◆ The request ◆
Pull out the lines of the records below word for word, beginning at the line that has "sel: window" and stopping after the line that has "[347,224,371,261]".

Entries for bounding box labeling:
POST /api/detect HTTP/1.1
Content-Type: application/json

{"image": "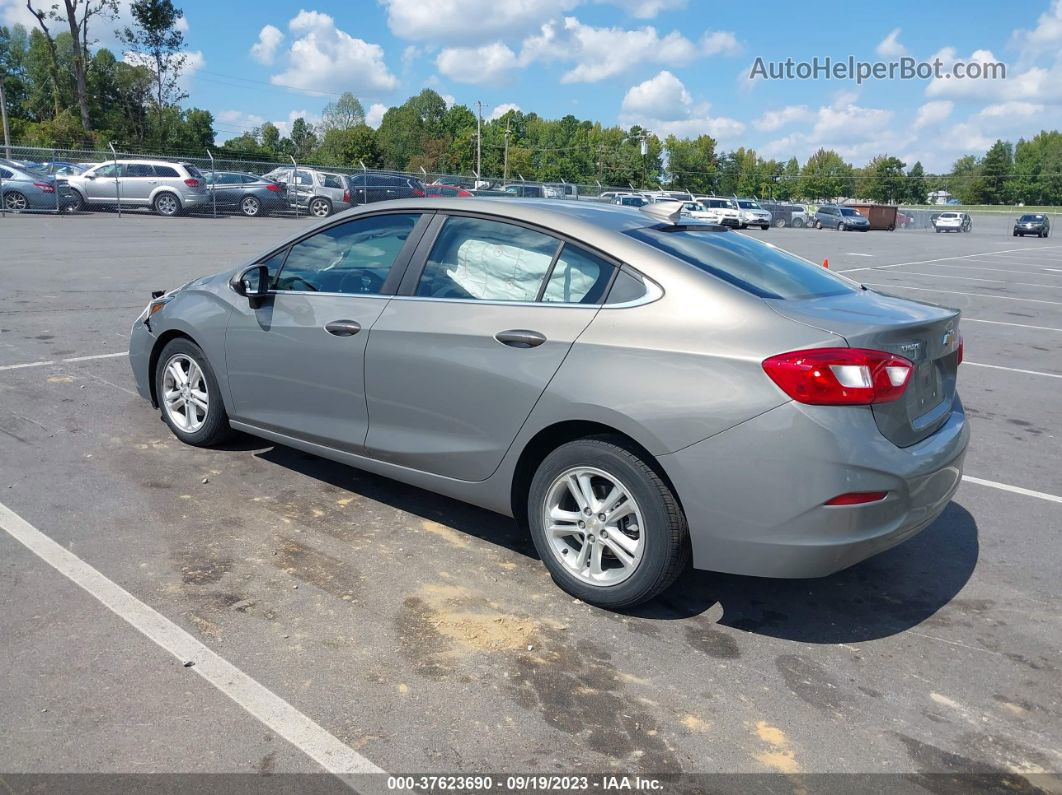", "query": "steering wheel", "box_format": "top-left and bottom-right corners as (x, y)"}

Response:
top-left (339, 271), bottom-right (383, 295)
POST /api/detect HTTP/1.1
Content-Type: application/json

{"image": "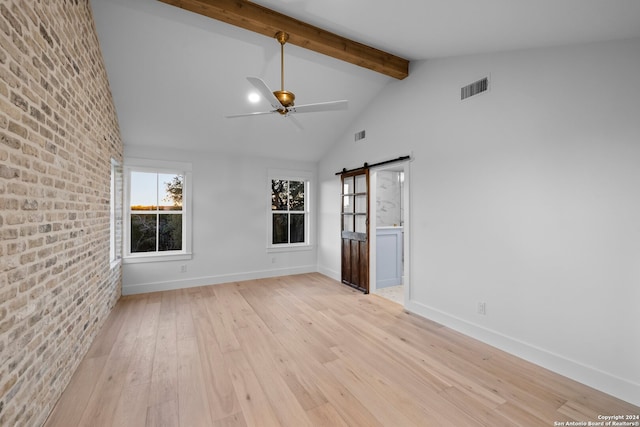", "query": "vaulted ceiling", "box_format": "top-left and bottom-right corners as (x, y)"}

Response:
top-left (91, 0), bottom-right (640, 161)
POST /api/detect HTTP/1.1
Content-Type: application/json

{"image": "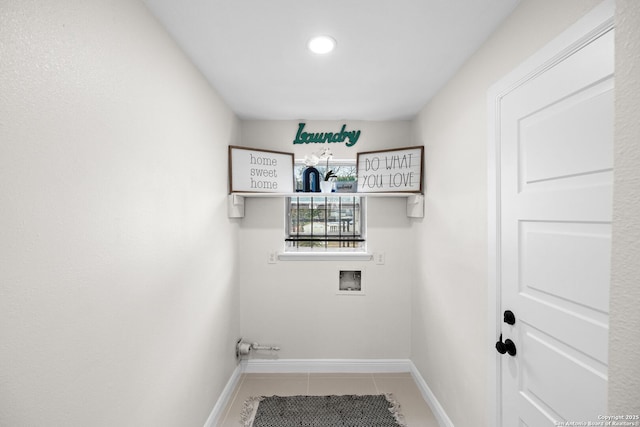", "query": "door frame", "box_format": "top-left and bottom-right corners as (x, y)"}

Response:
top-left (487, 0), bottom-right (615, 427)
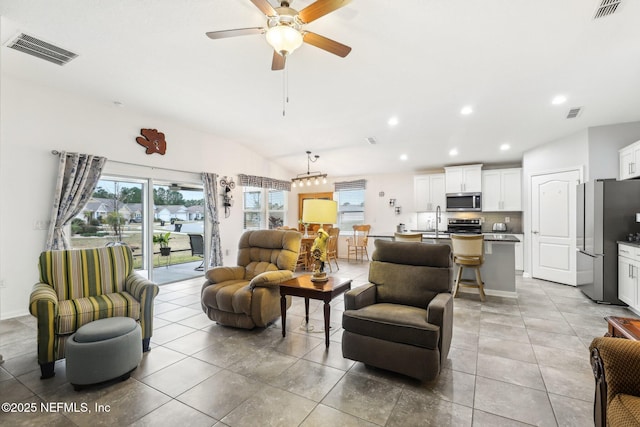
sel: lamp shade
[302,199,338,224]
[266,25,302,55]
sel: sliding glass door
[70,174,207,284]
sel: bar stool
[451,234,485,301]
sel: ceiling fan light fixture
[266,24,302,55]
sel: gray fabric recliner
[201,230,302,329]
[342,240,453,381]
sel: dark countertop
[369,232,520,245]
[616,240,640,248]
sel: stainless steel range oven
[447,218,482,234]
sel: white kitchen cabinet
[413,173,446,212]
[444,164,482,193]
[514,234,524,271]
[482,168,522,212]
[618,141,640,179]
[618,244,640,313]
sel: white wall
[0,75,292,318]
[522,130,589,274]
[588,122,640,179]
[522,122,640,273]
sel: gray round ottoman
[65,317,142,390]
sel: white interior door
[531,170,580,286]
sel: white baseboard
[458,287,518,298]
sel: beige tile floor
[0,260,632,427]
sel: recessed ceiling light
[551,95,567,105]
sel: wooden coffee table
[280,274,351,347]
[604,316,640,341]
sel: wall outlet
[33,221,49,230]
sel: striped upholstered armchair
[29,246,159,379]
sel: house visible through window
[335,180,366,230]
[243,187,287,230]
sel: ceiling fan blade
[298,0,351,24]
[271,50,286,71]
[207,27,266,40]
[251,0,278,16]
[302,31,351,58]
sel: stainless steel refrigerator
[576,179,640,305]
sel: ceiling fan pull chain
[282,63,289,117]
[282,61,289,117]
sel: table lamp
[302,199,338,282]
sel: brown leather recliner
[201,230,302,329]
[342,240,453,381]
[589,337,640,427]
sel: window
[336,190,364,230]
[335,179,366,230]
[243,187,287,230]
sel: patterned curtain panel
[335,179,367,191]
[202,172,222,267]
[45,151,107,250]
[238,174,291,191]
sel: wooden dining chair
[327,227,340,272]
[347,224,371,261]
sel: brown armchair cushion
[607,393,640,427]
[589,337,640,427]
[342,303,440,349]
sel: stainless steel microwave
[447,193,482,212]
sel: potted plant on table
[153,232,171,256]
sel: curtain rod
[51,150,215,174]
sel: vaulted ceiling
[0,0,640,176]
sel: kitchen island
[369,232,520,298]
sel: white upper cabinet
[482,168,522,212]
[413,173,446,212]
[444,165,482,193]
[618,141,640,179]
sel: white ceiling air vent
[593,0,622,19]
[7,33,78,65]
[567,107,582,119]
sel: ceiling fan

◆ In response ◆
sel: window
[336,190,364,230]
[335,179,366,230]
[243,187,287,230]
sel: patterned curtain panel
[335,179,367,191]
[202,172,222,267]
[45,151,107,250]
[238,174,291,191]
sel: wooden dining chair
[327,227,340,272]
[347,224,371,261]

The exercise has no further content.